■ Fragmento extraído:
+===+

Hora: 7:30 A.M. Entro
en la cafetería de costumbre con el objetivo de tomarme el primer café de la
mañana. Ante mí, el solar del bar se expande vacío e inerte en su actividad,
solamente el perezoso y errático trajinar del camarero enturbia el silencio nada habitual del lugar, normalmente ruidoso
y alborotado. Miro a izquierda y derecha con el fin de ubicarme aunque el poso
dubitativo de mi actitud no casara con lo observado, como he dicho la barra
estaba huérfana total de parroquianos, sorteando mentalmente, como si mi cabeza
se hubiera convertido en un bombo de bingo y estuviera a punto de vomitar la
bolita, cuál sería el lado al que recurrir. Finalmente elijo la izquierda,
cosas de la querencia, y allí me dirijo saludando, casi mentalmente por no
quebrar el silencia, al barman.
Pido la consumición de costumbre aún
sabiendo que, posiblemente, haya que poner en marcha el aparato infame que lo
muele hasta convertirlo en polvo con un nivel sónico inexplicable. Durante la
espera elijo entre el muestrario de prensa a mi alcance. Tomo el más adecuado
para esa hora de la mañana y mi estado de ánimo, o sea, el menos denso, el más
ligero, simple, inicuo para la mente que se tiene que poner a cien en unos
minutos. Opto por el deportivo. Ya llega el café humeante. Estoy en posición de
disfrutar de unos minutos de lejana conciencia, de íntima soledad, de un poco
de aislamiento. O eso esperaba yo, eso creía yo. Nada dura para siempre, todo
es temporalidad. No es un bar un lugar para el lento tiempo.
Voy dando el primer sorbo al café
madrugador, quemándome como es costumbre en esos bares en los cuales prefieren
la quemadura de tercer grado del cliente antes que la degustación placentera
del brebaje en su punto justo de calentura, y oigo la puerta del local abrirse.

+===+

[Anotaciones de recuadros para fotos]
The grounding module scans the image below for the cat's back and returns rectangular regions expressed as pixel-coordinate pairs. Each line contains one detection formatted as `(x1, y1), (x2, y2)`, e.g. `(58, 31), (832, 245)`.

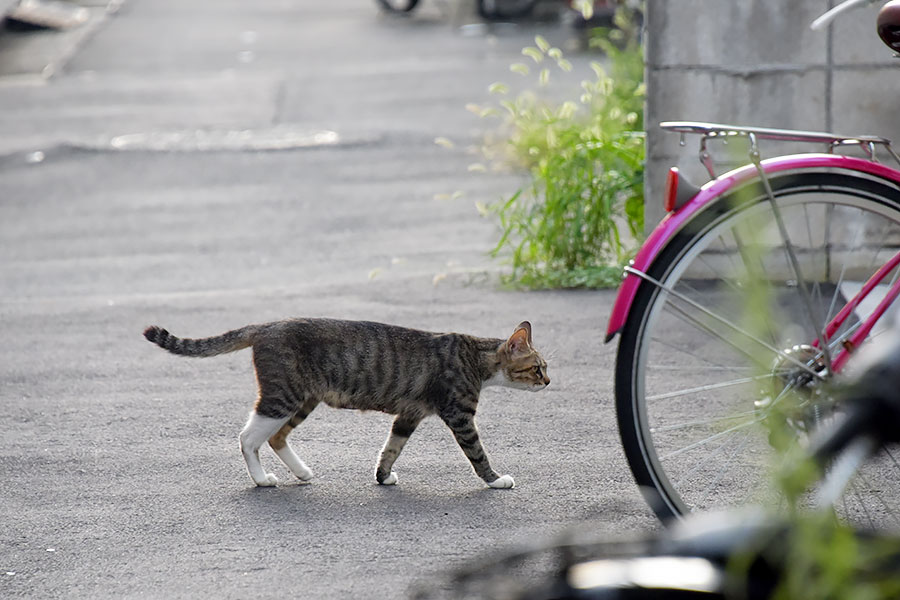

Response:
(260, 318), (442, 347)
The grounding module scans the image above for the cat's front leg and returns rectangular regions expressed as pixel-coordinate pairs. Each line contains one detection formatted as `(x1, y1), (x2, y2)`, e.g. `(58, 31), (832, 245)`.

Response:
(441, 409), (516, 489)
(240, 410), (288, 487)
(375, 415), (422, 485)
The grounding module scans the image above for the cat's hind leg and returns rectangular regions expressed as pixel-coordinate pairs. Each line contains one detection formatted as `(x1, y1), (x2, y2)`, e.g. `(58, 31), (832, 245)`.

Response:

+===+

■ Tarea:
Responde según el relato de la cafetería:
1. ¿A qué hora entra quien narra en la cafetería?
2. ¿Hacia qué lado de la barra se dirige?
3. ¿Qué periódico escoge mientras espera el café?
Para resolver esto no hacen falta las líneas.

■ Respuesta:
1. A las 7:30 A.M.
2. Hacia la izquierda.
3. El deportivo.